START The data

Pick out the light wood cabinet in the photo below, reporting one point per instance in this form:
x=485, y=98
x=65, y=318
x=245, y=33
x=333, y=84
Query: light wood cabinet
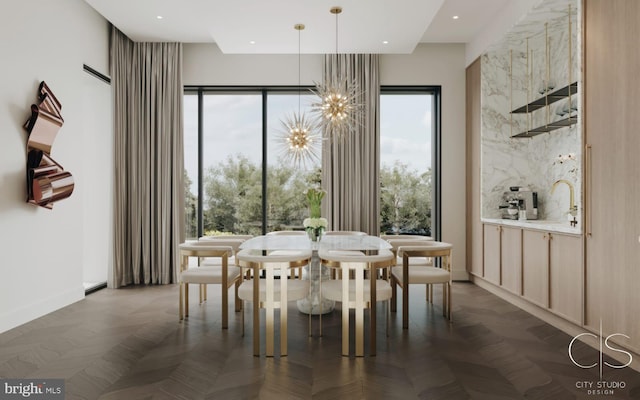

END The data

▸ **Directions**
Search the entries for the word "cabinet" and gather every line where it appears.

▸ **Exercise output**
Pick out the light wood cabinet in the photo below, reporting one point per instance in this form:
Query: light wood cabinet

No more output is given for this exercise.